EXERCISE DETAILS
Put the lines below, from the one containing "of the indeed" through the one containing "[[146, 92]]", into a Markdown table with the columns Row and Line. Number each row and skip any blank lines.

MATERIAL FOR THIS TASK
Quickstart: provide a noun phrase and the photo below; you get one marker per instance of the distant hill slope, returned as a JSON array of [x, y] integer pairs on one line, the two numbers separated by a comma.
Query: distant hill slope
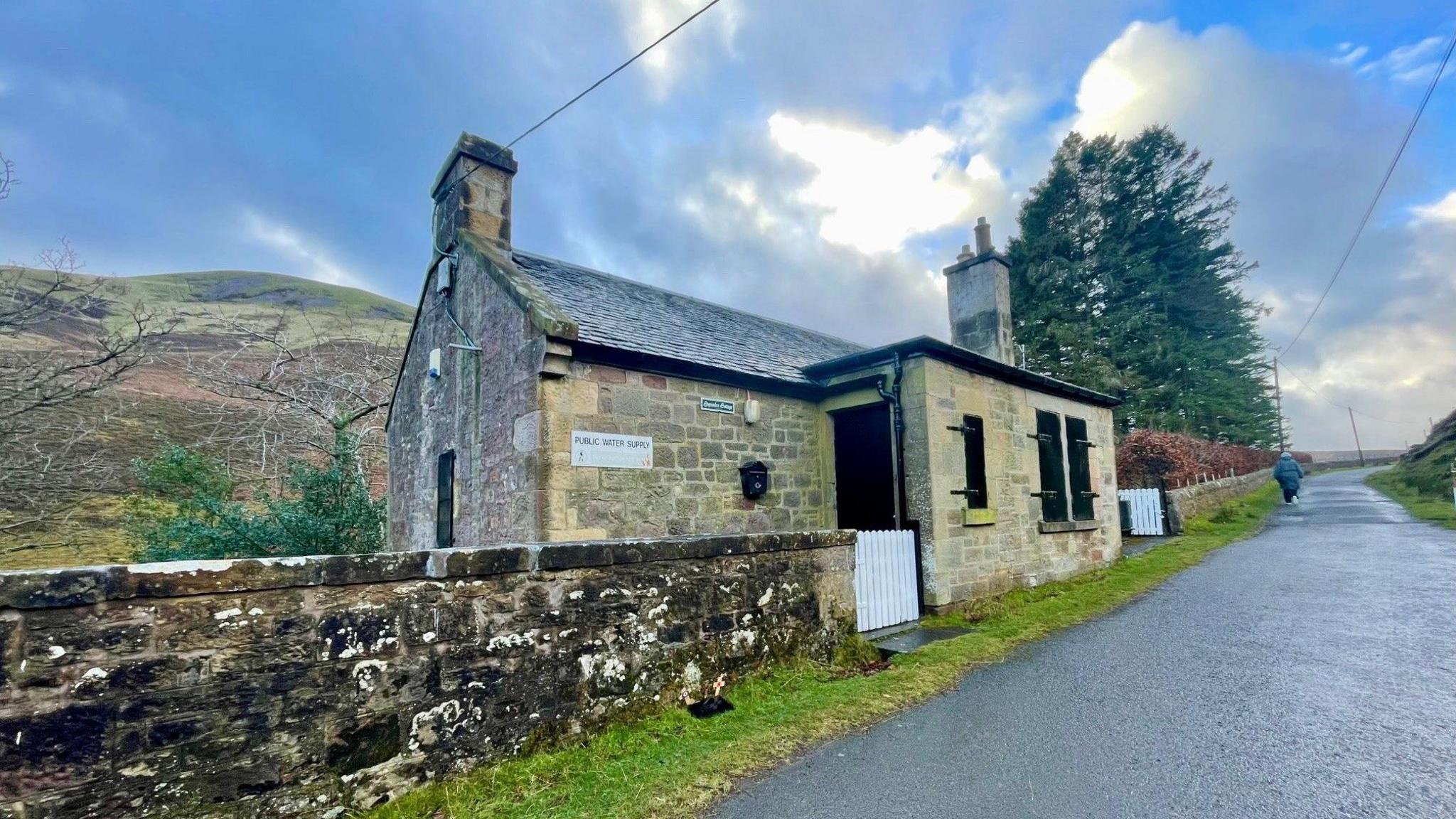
--
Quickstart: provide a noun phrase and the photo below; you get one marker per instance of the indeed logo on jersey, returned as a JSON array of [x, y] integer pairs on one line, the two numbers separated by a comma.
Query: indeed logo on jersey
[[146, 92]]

SOLUTION TO THIS PROBLEM
| Row | Line |
|---|---|
| 1 | Quickstart: provide a noun phrase and the photo below; you get one marker per instance of the indeed logo on jersey, returned as a JSON array of [x, y] integer pairs on one line, the two numbers separated by a comma. |
| 2 | Query: indeed logo on jersey |
| 3 | [[146, 92]] |